→ **PASSAGE TO READ**:
==*==

Due to different emphases, traditional databases can be divided into transaction-focused OLTP system and analytics-focused OLAP system. With the development of the Internet, the amount of data has increased exponentially, and the single-machine database can no longer meet the needs of the business. Especially in the field of analytics, a query may need to process a large part or even the full amount of data, and the pressure brought by massive data becomes particularly urgent. This contributed to the big data revolution started with Hadoop technology in the past decade or so and solved the demand for massive data analytics. At the same time, a number of distributed database products have emerged in the database field to cope with the growth of OLTP scenario data.
In order to analyze the data in OLTP system, the standard practice is to synchronize the data in OLTP system to an OLAP system on a regular basis (e.g. every day). This architecture ensures that analytical queries will not affect online transactions. However, regular synchronization has led to the analytics results not being based on the latest data, and this delay has deprived us of the opportunity to make more timely business decisions. In order to solve this problem, HTAP architecture has emerged in recent years, which allows us to directly analyze the data in OLTP database, thus ensuring the timeliness of analytics. Analytics is no longer a unique capability of traditional OLAP systems or big data systems. A natural question is: Since HTAP has the capability of analytics , will it replace big data systems? What is the next stop for big data?
In order to answer this question, we will take the recommendation system as an example to analyze the typical scenarios of big data systems.
When you see the shopping application showing you what you just want to buy and the short video application playing your favorite music, the recommendation system is playing its magical role. The core goal of an advanced recommendation system is to make personalized recommendations according to the real-time behavior of users. Each interaction between users and the system will optimize the next experience in real time. In order to support such a system, the big data technology stack has evolved into a very complex and fragmented system.
The following figure shows a big data technology stack that supports a real-time recommendation system.
In order to provide high-quality real-time personalized recommendation, the recommendation system relies heavily on real-time features and continuous updating of models.
Real-time features can be divided into two categories:
- The system will collect massive user behavior events (such as browsing, clicking, etc.) and transaction records (such as payment records synchronized from OLTP database, etc.). The amount of these data is very large (the traffic volume may be as high as tens of millions or even hundreds of millions of pieces per second), and most of them do not come from the trading system. For convenience of future use, these data will be imported into the system (a in the figure), and at the same time they will be associated with various dimension table data to deduce a series of important features (1 in the figure), which will be updated to the recommendation system in real time to optimize the user experience. The real-time dimension table association here requires point check support with low latency and high throughput to keep up with the newly generated data.
- The system will also use sliding windows and other methods to calculate the characteristics of various dimensions and time granularity (such as the number of clicks in the past 5 minutes, the number of views in the past 7 days and the sales in the past 30 days of a particular commodity, etc.). Depending on the granularity of the sliding window, these aggregations may be completed through stream computation or batch processing.

==*==

Data records:
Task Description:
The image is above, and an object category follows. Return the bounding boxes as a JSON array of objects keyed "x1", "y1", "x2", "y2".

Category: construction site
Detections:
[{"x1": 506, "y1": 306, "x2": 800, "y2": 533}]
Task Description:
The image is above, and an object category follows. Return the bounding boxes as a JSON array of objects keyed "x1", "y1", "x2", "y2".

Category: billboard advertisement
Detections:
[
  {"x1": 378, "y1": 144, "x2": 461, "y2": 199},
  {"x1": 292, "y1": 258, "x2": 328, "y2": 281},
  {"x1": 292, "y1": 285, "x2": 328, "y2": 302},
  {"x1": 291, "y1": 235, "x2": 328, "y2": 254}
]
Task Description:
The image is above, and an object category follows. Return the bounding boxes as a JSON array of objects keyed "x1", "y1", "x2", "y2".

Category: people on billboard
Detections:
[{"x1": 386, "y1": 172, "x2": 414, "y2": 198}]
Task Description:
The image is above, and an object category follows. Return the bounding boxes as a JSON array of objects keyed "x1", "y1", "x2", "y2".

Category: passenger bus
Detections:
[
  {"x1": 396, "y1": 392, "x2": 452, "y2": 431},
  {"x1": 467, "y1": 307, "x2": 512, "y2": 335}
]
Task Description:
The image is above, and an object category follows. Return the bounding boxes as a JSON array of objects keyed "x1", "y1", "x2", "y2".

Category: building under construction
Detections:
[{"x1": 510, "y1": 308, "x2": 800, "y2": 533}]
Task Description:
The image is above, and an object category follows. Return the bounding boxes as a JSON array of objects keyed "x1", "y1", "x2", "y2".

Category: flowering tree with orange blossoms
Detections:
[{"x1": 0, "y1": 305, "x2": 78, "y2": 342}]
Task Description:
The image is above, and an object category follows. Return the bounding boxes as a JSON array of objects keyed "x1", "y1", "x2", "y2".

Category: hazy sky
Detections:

==*==

→ **GIVEN REQUEST 1**: Please duplicate all of the rows above, line for line, with nothing changed.
→ **GIVEN REQUEST 2**: Write the next part of the article on big data and real-time recommendation systems, starting after its last sentence.

→ **TASK RESPONSE 1**:
Task Description:
The image is above, and an object category follows. Return the bounding boxes as a JSON array of objects keyed "x1", "y1", "x2", "y2".

Category: construction site
Detections:
[{"x1": 506, "y1": 306, "x2": 800, "y2": 533}]
Task Description:
The image is above, and an object category follows. Return the bounding boxes as a JSON array of objects keyed "x1", "y1", "x2", "y2".

Category: billboard advertisement
Detections:
[
  {"x1": 378, "y1": 144, "x2": 461, "y2": 199},
  {"x1": 292, "y1": 258, "x2": 328, "y2": 281},
  {"x1": 292, "y1": 285, "x2": 328, "y2": 302},
  {"x1": 291, "y1": 235, "x2": 328, "y2": 254}
]
Task Description:
The image is above, and an object category follows. Return the bounding boxes as a JSON array of objects keyed "x1", "y1", "x2", "y2".

Category: people on billboard
Detections:
[{"x1": 386, "y1": 172, "x2": 414, "y2": 198}]
Task Description:
The image is above, and an object category follows. Return the bounding boxes as a JSON array of objects keyed "x1", "y1", "x2", "y2".

Category: passenger bus
Detections:
[
  {"x1": 396, "y1": 392, "x2": 452, "y2": 431},
  {"x1": 467, "y1": 307, "x2": 512, "y2": 335}
]
Task Description:
The image is above, and an object category follows. Return the bounding boxes as a JSON array of objects keyed "x1", "y1", "x2", "y2".

Category: building under construction
Detections:
[{"x1": 510, "y1": 308, "x2": 800, "y2": 533}]
Task Description:
The image is above, and an object category follows. Return the bounding boxes as a JSON array of objects keyed "x1", "y1", "x2", "y2".

Category: flowering tree with orange blossoms
Detections:
[{"x1": 0, "y1": 305, "x2": 78, "y2": 342}]
Task Description:
The image is above, and an object category follows. Return the bounding boxes as a JSON array of objects keyed "x1", "y1", "x2", "y2".

Category: hazy sky
Detections:

→ **TASK RESPONSE 2**:
These data are also used to generate real-time and offline machine learning samples, and the trained models will be continuously updated to the recommendation system after verification.
What is explained above is the core part of an advanced recommendation system, but this is only the tip of the iceberg of the whole system. In addition, a complete set of systems such as real-time model monitoring, verification, analytics and tuning are needed, which include: using a real-time large screen to view the results of A/B test (3), using interactive analytics (4) for BI, and refining and tuning the model. In addition, the operation will also use various complicated queries to gain insight into the progress of the business, and carry out targeted marketing by means of customer-targeting and product recommendation.
This example shows a very complex but typical big data scenario, from real-time data import (a) to pre-aggregation (b), from data service (1), continuous aggregation (3), to interactive query (4), to batch processing (2). Such complex scenarios have very diversified requirements for big data systems. We have seen two new trends in the practice of building these systems.
Real-time: Business needs to quickly gain business insight from the data just collected. The written data needs to be visible in seconds or even subseconds. The lengthy offline ETL process is becoming intolerable. At the same time, the collected data is much larger than the data synchronized from the OLTP system, and the event log data such as user browsing and clicking are even several orders of magnitude larger than it. Our system needs to be able to provide low-latency query capability while writing data in extremely high throughput.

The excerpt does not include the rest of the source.